◆ WHAT TO WORK ON: Reproduce every line of the records, starting at the line containing "phrase -- rifle stock" and ending at the last line of the records, and shift each coordinate value in the answer points by -91.

## Start ENTRIES

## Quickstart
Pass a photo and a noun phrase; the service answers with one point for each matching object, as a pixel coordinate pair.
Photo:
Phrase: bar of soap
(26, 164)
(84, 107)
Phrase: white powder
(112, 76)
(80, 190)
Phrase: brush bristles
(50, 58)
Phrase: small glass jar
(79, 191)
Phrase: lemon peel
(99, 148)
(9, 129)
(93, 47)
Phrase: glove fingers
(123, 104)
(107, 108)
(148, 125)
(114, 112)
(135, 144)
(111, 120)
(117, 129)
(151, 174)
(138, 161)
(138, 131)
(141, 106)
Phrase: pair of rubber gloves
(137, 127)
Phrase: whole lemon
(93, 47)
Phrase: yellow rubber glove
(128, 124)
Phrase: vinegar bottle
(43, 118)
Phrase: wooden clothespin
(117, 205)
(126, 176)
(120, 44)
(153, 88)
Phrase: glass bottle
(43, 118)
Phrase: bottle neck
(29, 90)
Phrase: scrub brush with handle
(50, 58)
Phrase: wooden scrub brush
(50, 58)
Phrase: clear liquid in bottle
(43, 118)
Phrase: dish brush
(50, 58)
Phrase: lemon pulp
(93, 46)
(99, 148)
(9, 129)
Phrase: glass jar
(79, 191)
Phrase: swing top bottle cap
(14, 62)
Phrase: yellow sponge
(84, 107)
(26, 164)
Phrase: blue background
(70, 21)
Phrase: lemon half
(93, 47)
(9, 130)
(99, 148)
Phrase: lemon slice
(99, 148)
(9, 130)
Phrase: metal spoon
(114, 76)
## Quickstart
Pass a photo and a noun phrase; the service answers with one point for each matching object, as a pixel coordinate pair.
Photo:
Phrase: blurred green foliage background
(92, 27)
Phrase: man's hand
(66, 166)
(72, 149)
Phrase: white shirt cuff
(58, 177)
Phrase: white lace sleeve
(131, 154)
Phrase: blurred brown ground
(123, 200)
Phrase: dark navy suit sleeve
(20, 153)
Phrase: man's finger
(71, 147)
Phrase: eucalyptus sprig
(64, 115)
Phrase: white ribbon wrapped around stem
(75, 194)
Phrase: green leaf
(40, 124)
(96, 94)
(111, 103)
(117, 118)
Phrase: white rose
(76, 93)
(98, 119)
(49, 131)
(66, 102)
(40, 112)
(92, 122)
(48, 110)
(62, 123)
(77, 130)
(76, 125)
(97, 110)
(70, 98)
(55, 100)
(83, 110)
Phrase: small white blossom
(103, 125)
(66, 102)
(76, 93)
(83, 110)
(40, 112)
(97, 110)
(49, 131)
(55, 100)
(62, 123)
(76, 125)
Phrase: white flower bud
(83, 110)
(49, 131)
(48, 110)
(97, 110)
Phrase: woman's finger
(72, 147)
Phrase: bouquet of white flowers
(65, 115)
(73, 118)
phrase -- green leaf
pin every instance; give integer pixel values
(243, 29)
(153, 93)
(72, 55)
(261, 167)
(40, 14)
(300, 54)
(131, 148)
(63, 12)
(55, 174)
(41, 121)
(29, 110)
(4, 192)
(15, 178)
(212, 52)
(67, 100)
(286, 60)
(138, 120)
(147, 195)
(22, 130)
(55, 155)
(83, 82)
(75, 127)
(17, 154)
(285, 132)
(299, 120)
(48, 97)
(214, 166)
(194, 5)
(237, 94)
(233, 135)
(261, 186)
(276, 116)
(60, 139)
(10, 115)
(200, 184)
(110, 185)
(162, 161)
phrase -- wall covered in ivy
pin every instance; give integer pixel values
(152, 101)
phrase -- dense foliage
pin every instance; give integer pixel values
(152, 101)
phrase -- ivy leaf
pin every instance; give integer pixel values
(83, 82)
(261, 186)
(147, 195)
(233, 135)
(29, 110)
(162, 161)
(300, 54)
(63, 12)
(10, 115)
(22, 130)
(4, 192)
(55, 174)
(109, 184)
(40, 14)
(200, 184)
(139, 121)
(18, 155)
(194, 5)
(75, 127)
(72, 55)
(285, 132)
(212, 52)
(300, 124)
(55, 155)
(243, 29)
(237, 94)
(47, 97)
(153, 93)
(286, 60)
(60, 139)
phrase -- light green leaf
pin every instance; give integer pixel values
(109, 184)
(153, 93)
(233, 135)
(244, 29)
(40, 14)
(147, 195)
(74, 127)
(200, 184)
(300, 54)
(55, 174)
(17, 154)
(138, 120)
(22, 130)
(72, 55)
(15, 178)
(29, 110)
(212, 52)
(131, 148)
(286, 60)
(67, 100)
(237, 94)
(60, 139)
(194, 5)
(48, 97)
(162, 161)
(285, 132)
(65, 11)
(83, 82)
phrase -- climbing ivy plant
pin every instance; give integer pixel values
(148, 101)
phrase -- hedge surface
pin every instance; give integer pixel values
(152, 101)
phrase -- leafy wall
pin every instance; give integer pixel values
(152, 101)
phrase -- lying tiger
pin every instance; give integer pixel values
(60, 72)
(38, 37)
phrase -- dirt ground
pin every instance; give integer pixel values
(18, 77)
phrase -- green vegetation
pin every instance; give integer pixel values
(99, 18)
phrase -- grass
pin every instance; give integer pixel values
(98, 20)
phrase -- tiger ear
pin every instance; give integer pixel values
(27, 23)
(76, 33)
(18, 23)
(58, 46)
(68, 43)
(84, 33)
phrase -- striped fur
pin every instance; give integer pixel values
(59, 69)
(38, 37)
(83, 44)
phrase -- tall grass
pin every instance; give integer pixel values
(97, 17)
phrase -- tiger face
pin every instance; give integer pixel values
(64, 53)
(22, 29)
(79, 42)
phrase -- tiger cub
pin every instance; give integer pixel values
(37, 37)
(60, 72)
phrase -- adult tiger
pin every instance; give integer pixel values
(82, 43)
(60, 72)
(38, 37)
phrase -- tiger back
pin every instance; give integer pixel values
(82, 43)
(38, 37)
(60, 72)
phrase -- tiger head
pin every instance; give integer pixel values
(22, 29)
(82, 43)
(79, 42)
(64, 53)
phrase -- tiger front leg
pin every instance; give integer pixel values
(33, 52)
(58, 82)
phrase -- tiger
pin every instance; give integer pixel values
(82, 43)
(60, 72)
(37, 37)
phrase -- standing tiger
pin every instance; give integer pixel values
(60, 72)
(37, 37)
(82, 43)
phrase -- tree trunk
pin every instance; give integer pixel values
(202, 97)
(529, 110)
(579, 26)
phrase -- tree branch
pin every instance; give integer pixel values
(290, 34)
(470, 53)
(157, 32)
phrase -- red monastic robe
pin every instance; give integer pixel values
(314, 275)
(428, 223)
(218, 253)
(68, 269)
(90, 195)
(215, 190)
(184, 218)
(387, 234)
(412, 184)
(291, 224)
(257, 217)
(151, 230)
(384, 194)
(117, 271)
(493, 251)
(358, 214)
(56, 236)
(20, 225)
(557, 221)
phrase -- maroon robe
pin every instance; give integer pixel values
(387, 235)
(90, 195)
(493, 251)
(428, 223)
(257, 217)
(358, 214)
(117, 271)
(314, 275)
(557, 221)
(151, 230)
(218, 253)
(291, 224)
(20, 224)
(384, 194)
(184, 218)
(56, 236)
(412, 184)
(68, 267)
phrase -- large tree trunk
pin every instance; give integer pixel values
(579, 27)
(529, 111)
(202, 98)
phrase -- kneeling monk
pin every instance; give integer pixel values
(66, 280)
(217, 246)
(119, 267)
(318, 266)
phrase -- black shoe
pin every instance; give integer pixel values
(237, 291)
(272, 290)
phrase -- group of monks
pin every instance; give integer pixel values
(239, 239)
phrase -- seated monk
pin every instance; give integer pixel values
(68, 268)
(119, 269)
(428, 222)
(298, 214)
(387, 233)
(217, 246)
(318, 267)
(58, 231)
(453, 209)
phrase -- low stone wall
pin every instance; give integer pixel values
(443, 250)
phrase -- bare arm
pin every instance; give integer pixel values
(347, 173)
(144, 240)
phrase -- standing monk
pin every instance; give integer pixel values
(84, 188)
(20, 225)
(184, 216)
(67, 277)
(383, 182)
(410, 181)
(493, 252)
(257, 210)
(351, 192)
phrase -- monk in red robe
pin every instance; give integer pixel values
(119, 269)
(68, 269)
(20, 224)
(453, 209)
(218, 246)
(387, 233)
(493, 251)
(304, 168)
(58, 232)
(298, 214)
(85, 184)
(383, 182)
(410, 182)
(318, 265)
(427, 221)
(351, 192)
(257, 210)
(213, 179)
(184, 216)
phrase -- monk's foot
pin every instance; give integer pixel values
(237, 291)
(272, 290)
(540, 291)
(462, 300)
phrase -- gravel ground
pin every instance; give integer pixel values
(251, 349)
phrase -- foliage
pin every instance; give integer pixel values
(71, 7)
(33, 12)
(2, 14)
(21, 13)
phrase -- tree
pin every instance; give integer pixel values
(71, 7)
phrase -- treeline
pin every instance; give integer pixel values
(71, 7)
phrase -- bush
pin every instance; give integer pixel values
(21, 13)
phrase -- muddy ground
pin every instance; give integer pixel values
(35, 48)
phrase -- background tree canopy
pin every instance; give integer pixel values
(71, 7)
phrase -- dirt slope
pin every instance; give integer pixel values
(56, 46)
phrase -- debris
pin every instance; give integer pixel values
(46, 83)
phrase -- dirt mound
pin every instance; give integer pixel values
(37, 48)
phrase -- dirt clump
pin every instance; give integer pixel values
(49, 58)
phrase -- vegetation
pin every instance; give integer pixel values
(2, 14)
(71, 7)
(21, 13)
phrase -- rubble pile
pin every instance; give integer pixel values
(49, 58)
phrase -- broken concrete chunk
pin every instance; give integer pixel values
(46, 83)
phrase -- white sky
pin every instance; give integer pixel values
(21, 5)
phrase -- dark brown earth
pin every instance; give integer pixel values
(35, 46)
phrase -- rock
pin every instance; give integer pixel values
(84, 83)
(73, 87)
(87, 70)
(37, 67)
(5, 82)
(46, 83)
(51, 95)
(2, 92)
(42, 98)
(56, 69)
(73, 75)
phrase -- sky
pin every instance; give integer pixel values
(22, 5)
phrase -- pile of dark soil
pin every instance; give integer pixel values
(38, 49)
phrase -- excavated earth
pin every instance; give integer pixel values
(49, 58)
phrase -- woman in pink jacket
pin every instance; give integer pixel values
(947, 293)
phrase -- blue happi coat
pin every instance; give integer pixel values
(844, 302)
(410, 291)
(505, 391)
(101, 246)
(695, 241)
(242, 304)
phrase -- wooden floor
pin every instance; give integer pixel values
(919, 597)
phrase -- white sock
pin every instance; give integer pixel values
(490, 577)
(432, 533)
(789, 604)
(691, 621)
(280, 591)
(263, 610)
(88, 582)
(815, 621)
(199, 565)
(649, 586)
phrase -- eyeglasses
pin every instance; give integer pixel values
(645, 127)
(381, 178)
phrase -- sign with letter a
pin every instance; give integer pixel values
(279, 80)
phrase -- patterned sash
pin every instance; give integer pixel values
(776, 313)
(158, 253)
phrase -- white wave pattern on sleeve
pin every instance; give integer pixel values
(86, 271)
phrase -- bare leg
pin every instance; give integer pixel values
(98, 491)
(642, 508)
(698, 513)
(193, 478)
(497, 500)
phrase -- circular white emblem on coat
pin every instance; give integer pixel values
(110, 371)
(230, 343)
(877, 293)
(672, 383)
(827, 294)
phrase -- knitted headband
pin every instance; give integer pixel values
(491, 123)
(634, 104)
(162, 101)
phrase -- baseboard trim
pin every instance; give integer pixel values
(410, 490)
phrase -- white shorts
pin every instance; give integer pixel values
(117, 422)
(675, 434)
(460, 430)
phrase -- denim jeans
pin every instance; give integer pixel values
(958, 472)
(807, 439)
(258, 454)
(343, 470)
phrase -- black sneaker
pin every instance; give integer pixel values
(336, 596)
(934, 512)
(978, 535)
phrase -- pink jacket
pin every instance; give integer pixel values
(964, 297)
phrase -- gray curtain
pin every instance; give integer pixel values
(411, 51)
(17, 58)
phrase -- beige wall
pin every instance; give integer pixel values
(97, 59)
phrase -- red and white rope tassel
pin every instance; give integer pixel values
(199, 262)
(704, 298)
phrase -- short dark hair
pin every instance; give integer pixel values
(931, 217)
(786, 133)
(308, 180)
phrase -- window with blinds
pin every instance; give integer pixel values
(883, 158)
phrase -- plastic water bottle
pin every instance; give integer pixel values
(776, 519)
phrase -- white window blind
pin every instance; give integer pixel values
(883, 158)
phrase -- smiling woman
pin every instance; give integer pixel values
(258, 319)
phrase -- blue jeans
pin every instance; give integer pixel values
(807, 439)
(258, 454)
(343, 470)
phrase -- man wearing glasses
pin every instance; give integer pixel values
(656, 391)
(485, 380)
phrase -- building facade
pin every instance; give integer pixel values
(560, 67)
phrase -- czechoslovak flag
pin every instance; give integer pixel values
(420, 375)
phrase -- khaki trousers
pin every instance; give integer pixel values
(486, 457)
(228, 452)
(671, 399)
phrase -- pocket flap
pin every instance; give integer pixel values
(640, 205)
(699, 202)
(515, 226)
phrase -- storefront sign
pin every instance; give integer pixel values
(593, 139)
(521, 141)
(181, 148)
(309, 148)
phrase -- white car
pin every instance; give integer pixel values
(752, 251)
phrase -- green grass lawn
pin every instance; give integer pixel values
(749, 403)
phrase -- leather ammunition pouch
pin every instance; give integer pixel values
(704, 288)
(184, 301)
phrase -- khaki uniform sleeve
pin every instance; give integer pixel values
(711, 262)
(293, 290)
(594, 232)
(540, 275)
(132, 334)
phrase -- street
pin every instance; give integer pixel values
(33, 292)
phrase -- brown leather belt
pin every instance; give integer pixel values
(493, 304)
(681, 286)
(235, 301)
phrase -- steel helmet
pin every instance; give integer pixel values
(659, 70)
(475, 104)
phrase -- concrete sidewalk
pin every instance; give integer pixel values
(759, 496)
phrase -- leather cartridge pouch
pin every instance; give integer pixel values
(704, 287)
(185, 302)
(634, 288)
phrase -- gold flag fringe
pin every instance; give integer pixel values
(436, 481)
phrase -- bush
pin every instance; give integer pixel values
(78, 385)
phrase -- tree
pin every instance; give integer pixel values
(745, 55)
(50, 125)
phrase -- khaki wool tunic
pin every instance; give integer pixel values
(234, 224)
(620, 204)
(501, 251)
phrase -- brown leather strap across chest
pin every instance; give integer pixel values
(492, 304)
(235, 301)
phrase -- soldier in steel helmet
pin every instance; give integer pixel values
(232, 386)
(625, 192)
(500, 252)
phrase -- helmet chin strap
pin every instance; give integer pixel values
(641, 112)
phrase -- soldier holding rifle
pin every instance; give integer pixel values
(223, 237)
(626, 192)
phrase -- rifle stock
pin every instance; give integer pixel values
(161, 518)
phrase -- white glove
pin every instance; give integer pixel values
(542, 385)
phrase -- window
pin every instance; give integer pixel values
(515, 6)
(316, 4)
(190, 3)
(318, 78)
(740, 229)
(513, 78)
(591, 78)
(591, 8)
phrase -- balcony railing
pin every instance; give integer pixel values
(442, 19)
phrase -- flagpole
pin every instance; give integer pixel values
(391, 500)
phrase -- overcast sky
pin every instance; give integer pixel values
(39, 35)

## End ENTRIES

◆ EXERCISE ANSWER:
phrase -- rifle stock
pin every instance; give integer pixel values
(70, 427)
phrase -- white glove
pin every instance; give integer pixel values
(451, 294)
phrase -- window
pin every instance; give integer pixel values
(424, -85)
(225, -87)
(99, -88)
(227, -13)
(649, 138)
(422, -13)
(500, -13)
(500, -83)
phrase -- balcony railing
pin every instance; give integer pixel values
(351, -72)
phrase -- flagpole
pin every instance; give integer pixel values
(300, 409)
phrase -- overcast sky
pin every instance; give integer pixel values
(-52, -56)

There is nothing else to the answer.